Et la pornographie, des revues "sur papier glacé" aux cabines des sex-shops, tout cela transposé dans l'hypermonde comme autrefois dans le minitel rose! Ce défoulement libère ceux qui ne se suffisent pas des relations amoureuses "légitimes" ou du moins habituelles. Mais ne crée-t-il pas, chez certains, des accoutumances aussi contraignantes que d'autres?

Finalement, n'est-on pas en train de fragiliser l'ensemble de la société? Tout dépend de ces satanées machines. Imaginez un instant que l'on n'ait plus d'électricité, faute d'eau pour refroidir les centrales nucléaires, ou du fait d'une action terroriste,

imaginez que tout cela devienne tellement compliqué que l'on ne s'y retrouve plus, à la fin. Non, l'hypermonde, c'est l'illusion, c'est trop dangereux. Il faut ramener les gens au réel, au travail.

- Au travail? Mais nous y sommes. Vous êtes en train de me lire, et je vous montre l'hypermonde... J'ai beau faire des efforts pour rendre la lecture agréable, ce livre n'est tout de même pas un roman policier!

- Mais ce n'est pas un travail. Vous avez l'air de prendre plaisir à me raconter tout cela. Et vous me recevez sans me faire payer.

- Pardon, vous avez acheté mon livre. Vous avez payé pour cette conversation, si amicale soit-elle.

- Alors là, je suis choqué. C'est de la prostitution. La culture devrait être gratuite.

- Il faudrait savoir ce que vous voulez! Mais vous avez mis le doigt sur une difficulté sérieuse: les rapports de la vérité et de l'argent.

Un vrai travail?

Jusqu'aux années 70, les travailleurs du tertiaire ont été considérés comme des improductifs. Des frais généraux qu'il fallait réduire. Dans sa préface à un des documents fondateurs de l'informatique française, le rapport Lhermitte (1968), le président du Conseil économique et social, Emile Roche, écrit: "... l'informatique, très vraisemblablement, fera mentir la célèbre loi de Parkinson et l'on peut estimer... que 1 200 000 emplois ainsi économisés seront transférés du secteur tertiaire vers des emplois secondaires ou tertiaires non administratifs... l'enjeu est de gagner 1% de croissance supplémentaire du produit national brut par an compte tenu des gains de productivité connexes".

Enregistrements bruts
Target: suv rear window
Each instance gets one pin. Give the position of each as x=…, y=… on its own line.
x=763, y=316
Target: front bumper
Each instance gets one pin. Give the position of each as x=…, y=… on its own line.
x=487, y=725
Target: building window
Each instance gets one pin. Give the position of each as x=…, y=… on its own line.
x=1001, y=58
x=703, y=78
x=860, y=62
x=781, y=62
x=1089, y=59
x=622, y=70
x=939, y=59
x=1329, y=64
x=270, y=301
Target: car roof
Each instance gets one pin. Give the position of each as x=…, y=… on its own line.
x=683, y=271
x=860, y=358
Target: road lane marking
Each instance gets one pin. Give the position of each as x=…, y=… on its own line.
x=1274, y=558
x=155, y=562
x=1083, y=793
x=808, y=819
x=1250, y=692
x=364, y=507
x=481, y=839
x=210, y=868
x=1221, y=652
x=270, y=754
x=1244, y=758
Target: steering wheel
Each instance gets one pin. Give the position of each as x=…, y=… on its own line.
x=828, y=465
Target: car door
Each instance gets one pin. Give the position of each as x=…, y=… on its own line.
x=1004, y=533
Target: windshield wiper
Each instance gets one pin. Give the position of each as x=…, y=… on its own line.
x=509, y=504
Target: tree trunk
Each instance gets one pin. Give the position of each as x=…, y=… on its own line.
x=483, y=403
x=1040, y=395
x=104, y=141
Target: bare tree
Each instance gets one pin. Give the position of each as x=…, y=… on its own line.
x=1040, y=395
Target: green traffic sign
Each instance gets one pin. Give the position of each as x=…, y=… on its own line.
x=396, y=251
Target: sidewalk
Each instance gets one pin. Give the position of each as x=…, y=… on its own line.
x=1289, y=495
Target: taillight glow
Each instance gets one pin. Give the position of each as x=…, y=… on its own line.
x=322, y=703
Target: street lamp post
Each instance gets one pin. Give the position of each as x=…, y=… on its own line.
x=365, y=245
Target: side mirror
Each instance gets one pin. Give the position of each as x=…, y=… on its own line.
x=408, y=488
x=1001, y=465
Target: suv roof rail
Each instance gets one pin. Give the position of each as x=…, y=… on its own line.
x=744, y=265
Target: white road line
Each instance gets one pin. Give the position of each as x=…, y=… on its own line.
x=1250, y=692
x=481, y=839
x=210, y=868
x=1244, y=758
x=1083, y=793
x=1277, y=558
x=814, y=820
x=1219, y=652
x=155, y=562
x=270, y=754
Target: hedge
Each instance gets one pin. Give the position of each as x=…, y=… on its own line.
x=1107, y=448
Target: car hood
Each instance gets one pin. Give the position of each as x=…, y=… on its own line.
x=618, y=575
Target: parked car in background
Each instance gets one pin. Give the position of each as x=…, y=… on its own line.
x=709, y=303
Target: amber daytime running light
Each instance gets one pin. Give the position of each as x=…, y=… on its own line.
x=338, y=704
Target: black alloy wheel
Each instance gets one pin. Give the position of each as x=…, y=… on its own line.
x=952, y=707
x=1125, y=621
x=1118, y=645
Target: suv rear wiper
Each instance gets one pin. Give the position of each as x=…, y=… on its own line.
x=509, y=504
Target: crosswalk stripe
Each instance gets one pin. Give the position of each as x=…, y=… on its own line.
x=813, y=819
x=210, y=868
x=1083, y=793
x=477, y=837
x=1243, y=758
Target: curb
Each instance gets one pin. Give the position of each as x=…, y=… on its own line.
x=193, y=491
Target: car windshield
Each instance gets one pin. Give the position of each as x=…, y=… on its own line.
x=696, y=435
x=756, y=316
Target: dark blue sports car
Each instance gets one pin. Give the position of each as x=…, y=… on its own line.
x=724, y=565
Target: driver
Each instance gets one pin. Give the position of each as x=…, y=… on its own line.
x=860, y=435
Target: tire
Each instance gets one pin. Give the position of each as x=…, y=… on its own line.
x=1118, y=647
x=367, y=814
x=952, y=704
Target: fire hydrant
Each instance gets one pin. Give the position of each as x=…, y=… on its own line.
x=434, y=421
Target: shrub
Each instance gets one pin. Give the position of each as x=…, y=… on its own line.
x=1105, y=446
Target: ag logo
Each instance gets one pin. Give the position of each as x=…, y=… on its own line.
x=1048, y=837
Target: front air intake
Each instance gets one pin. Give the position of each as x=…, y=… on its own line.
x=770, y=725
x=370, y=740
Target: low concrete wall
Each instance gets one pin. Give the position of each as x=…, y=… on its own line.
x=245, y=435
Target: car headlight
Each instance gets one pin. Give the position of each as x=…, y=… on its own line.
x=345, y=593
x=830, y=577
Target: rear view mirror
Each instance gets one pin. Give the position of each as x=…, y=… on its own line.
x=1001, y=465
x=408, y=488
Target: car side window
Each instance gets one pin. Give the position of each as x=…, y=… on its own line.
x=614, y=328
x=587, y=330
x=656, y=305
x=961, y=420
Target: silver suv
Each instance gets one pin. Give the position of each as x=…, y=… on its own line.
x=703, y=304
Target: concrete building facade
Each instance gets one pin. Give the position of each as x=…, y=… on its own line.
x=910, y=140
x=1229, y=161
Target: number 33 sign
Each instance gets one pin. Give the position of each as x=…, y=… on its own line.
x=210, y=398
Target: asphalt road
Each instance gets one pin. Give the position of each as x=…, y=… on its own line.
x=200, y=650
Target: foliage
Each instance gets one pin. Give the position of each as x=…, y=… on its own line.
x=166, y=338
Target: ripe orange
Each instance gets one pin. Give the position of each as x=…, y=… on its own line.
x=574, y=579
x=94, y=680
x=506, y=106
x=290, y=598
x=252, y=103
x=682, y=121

▸ CONSIGNES:
[1] Relevez tous les nombres écrits en chiffres dans le texte extrait.
[2] D'après le texte extrait, qui a rédigé la préface du rapport Lhermitte ?
[3] Traduisez en anglais cette phrase du texte extrait : « Vous avez payé pour cette conversation, si amicale soit-elle. »
Appuyez-vous uniquement sur le texte extrait.

▸ RÉPONSES:
[1] 70, 1968, 1 200 000, 1%

[2] Emile Roche, président du Conseil économique et social.

[3] You paid for this conversation, however friendly it may be.